* **Description of the task**:
Starting at the line with "box: [250, 141, 282, 232]" and ending at the line with "negative clicks: (220, 120)", print exactly the lines of the entries below. Pictures do not belong in the copy.

*** Data shown

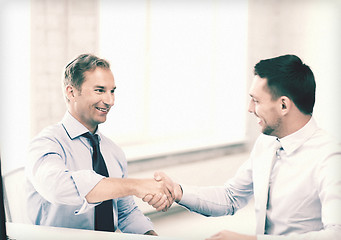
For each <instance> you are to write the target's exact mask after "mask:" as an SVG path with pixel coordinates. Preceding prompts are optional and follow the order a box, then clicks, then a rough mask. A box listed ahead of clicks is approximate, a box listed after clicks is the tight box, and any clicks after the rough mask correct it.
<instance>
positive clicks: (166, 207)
mask: <svg viewBox="0 0 341 240" xmlns="http://www.w3.org/2000/svg"><path fill="white" fill-rule="evenodd" d="M140 187H141V188H139V191H138V194H136V196H137V197H139V198H141V199H142V200H143V201H144V202H147V203H148V204H149V205H151V206H153V207H154V208H155V209H156V211H163V212H165V211H167V210H168V209H169V208H170V207H171V206H172V204H173V202H174V201H176V202H179V201H180V200H181V197H182V189H181V187H180V185H179V184H177V183H174V182H173V181H172V180H171V179H170V178H169V177H168V176H167V175H166V174H165V173H163V172H155V173H154V179H145V180H144V181H143V182H142V184H141V185H140Z"/></svg>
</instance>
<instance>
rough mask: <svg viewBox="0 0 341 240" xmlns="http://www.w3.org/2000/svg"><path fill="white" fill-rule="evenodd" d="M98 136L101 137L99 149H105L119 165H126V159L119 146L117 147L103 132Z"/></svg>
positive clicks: (111, 140)
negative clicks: (117, 161)
mask: <svg viewBox="0 0 341 240" xmlns="http://www.w3.org/2000/svg"><path fill="white" fill-rule="evenodd" d="M100 137H101V149H102V150H105V151H106V152H107V153H108V154H110V155H111V156H112V157H113V158H114V159H116V160H117V161H118V162H119V163H120V165H121V166H126V165H127V160H126V157H125V154H124V152H123V150H122V149H121V147H119V146H118V145H117V144H116V143H115V142H114V141H113V140H111V139H110V138H109V137H107V136H105V135H103V134H100Z"/></svg>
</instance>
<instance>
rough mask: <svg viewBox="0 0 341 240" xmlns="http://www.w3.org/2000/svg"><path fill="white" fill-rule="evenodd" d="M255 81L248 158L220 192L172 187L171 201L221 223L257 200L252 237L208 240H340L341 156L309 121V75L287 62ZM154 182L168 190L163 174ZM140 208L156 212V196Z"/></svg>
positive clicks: (205, 189)
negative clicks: (204, 215) (254, 199)
mask: <svg viewBox="0 0 341 240" xmlns="http://www.w3.org/2000/svg"><path fill="white" fill-rule="evenodd" d="M254 74H255V77H254V80H253V83H252V85H251V88H250V91H249V94H250V96H251V101H250V104H249V109H248V110H249V112H250V113H252V114H254V115H255V116H256V118H257V121H258V124H259V126H260V128H261V132H262V134H261V135H260V136H259V138H258V139H257V141H256V143H255V145H254V147H253V150H252V152H251V155H250V157H249V159H248V160H247V161H246V162H245V163H244V164H243V165H242V166H241V167H240V169H239V170H238V171H237V173H236V175H235V176H234V177H233V178H232V179H230V180H229V181H227V182H226V183H225V185H224V186H221V187H194V186H186V185H181V186H180V185H179V184H177V183H173V184H174V188H175V195H176V202H177V203H178V204H180V205H182V206H184V207H186V208H188V209H189V210H190V211H194V212H197V213H200V214H202V215H205V216H223V215H233V214H234V213H235V212H236V211H237V210H238V209H240V208H242V207H243V206H245V205H246V204H247V203H248V201H249V199H250V198H252V197H254V199H255V212H256V235H254V236H250V235H244V234H239V233H235V232H231V231H227V230H223V231H221V232H219V233H217V234H215V235H214V236H212V237H210V238H209V239H210V240H213V239H233V240H236V239H237V240H238V239H245V240H251V239H258V240H260V239H292V240H299V239H318V240H321V239H325V240H330V239H341V174H340V173H341V149H340V145H339V143H337V141H336V140H335V139H333V138H332V137H331V136H329V135H328V134H327V133H326V132H324V131H323V130H321V129H320V128H318V127H317V125H316V122H315V121H314V119H313V118H312V112H313V107H314V103H315V88H316V85H315V79H314V75H313V73H312V71H311V70H310V68H309V67H308V66H307V65H305V64H303V63H302V61H301V59H299V58H298V57H297V56H294V55H284V56H280V57H276V58H272V59H266V60H262V61H260V62H259V63H257V64H256V65H255V68H254ZM156 179H164V180H167V181H169V182H170V183H172V182H171V179H170V178H169V177H168V176H166V175H165V174H164V173H158V175H156ZM144 201H146V202H148V203H149V204H150V205H154V206H156V207H158V203H159V202H158V197H154V198H152V197H151V196H146V197H145V198H144ZM158 210H161V207H160V208H159V209H158Z"/></svg>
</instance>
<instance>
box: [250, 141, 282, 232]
mask: <svg viewBox="0 0 341 240" xmlns="http://www.w3.org/2000/svg"><path fill="white" fill-rule="evenodd" d="M264 147H267V150H265V151H260V154H259V155H258V156H255V158H254V165H253V166H254V168H253V169H254V172H253V176H254V179H253V184H254V198H255V210H256V233H257V234H264V229H265V217H266V205H267V201H268V191H269V179H270V173H271V170H272V164H273V161H274V159H275V153H276V147H277V146H275V144H274V142H273V141H272V142H271V143H269V144H267V145H266V146H264Z"/></svg>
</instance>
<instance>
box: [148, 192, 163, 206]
mask: <svg viewBox="0 0 341 240" xmlns="http://www.w3.org/2000/svg"><path fill="white" fill-rule="evenodd" d="M162 196H163V195H162V194H161V193H158V194H156V195H154V197H153V198H152V199H151V200H150V201H149V202H148V204H149V205H152V206H153V205H154V204H156V203H158V202H159V201H162V200H161V199H162ZM153 207H154V206H153Z"/></svg>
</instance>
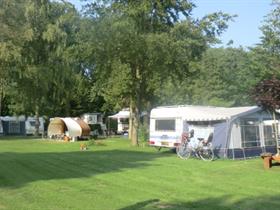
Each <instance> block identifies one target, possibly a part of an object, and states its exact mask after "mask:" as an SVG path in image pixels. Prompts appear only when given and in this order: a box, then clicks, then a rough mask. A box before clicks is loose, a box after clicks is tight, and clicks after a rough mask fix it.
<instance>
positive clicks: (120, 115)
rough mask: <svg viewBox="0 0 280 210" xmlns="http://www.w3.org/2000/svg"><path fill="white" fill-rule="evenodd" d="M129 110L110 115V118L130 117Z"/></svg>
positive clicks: (123, 117) (118, 112) (119, 111)
mask: <svg viewBox="0 0 280 210" xmlns="http://www.w3.org/2000/svg"><path fill="white" fill-rule="evenodd" d="M129 113H130V112H129V111H128V110H121V111H119V112H118V113H117V114H114V115H111V116H109V118H113V119H120V118H129Z"/></svg>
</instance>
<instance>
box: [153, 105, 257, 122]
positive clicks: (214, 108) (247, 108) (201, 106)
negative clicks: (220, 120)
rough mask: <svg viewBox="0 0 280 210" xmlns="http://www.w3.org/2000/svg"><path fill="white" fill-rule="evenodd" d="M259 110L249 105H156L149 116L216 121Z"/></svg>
mask: <svg viewBox="0 0 280 210" xmlns="http://www.w3.org/2000/svg"><path fill="white" fill-rule="evenodd" d="M257 110H260V108H259V107H257V106H249V107H232V108H227V107H211V106H188V105H186V106H169V107H157V108H155V109H153V110H152V111H151V116H150V117H151V118H182V119H183V120H187V121H189V122H191V121H218V120H227V119H231V118H232V117H234V116H238V115H240V114H244V113H248V112H253V111H257Z"/></svg>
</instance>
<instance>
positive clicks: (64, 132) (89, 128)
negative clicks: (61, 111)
mask: <svg viewBox="0 0 280 210" xmlns="http://www.w3.org/2000/svg"><path fill="white" fill-rule="evenodd" d="M52 135H66V136H68V137H81V136H89V135H90V127H89V126H88V124H87V123H85V122H84V121H83V120H81V119H79V118H76V119H74V118H70V117H65V118H58V117H57V118H54V119H52V120H51V121H50V124H49V127H48V136H52Z"/></svg>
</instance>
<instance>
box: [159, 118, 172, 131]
mask: <svg viewBox="0 0 280 210" xmlns="http://www.w3.org/2000/svg"><path fill="white" fill-rule="evenodd" d="M156 131H175V119H174V120H156Z"/></svg>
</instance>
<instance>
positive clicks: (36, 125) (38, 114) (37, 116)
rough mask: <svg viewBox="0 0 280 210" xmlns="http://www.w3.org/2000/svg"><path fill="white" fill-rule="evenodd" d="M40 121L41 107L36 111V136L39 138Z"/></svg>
mask: <svg viewBox="0 0 280 210" xmlns="http://www.w3.org/2000/svg"><path fill="white" fill-rule="evenodd" d="M39 128H40V120H39V107H38V106H36V111H35V134H34V135H35V136H39Z"/></svg>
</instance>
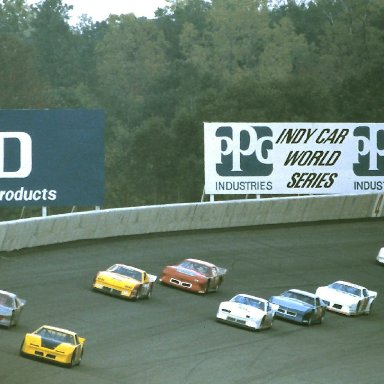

******

* **Result below**:
box: [250, 141, 282, 232]
mask: <svg viewBox="0 0 341 240" xmlns="http://www.w3.org/2000/svg"><path fill="white" fill-rule="evenodd" d="M264 147H267V150H265V151H260V154H259V155H258V156H255V158H254V165H253V166H254V168H253V169H254V172H253V176H254V179H253V184H254V198H255V210H256V233H257V234H264V229H265V217H266V205H267V201H268V191H269V179H270V173H271V170H272V164H273V161H274V159H275V153H276V147H277V146H275V144H274V142H273V141H272V142H271V143H269V144H267V145H266V146H264Z"/></svg>
</instance>
<instance>
box: [148, 192, 163, 206]
mask: <svg viewBox="0 0 341 240" xmlns="http://www.w3.org/2000/svg"><path fill="white" fill-rule="evenodd" d="M162 196H163V195H162V194H161V193H158V194H156V195H154V197H153V198H152V199H151V200H150V201H149V202H148V204H149V205H152V206H153V205H154V204H156V203H158V202H159V201H162V200H161V199H162ZM153 207H154V206H153Z"/></svg>
</instance>
Each <instance> block identifies one target, possibly a part of an object, and states its exact mask after "mask:" as an SVG path in image pixels. Prompts appear only when given and in this order: a box, then clicks, then a rough mask. A box before clicks is loose, a box after clicks is tight, and clicks after a rough mask fix it.
<instance>
positive clicks: (120, 115)
rough mask: <svg viewBox="0 0 280 210" xmlns="http://www.w3.org/2000/svg"><path fill="white" fill-rule="evenodd" d="M129 110L110 115V118L130 117Z"/></svg>
positive clicks: (123, 117) (118, 112) (119, 111)
mask: <svg viewBox="0 0 280 210" xmlns="http://www.w3.org/2000/svg"><path fill="white" fill-rule="evenodd" d="M129 113H130V112H129V111H128V110H121V111H119V112H118V113H117V114H114V115H111V116H109V118H113V119H120V118H129Z"/></svg>
</instance>
<instance>
box: [153, 105, 257, 122]
positive clicks: (214, 108) (247, 108) (201, 106)
negative clicks: (220, 120)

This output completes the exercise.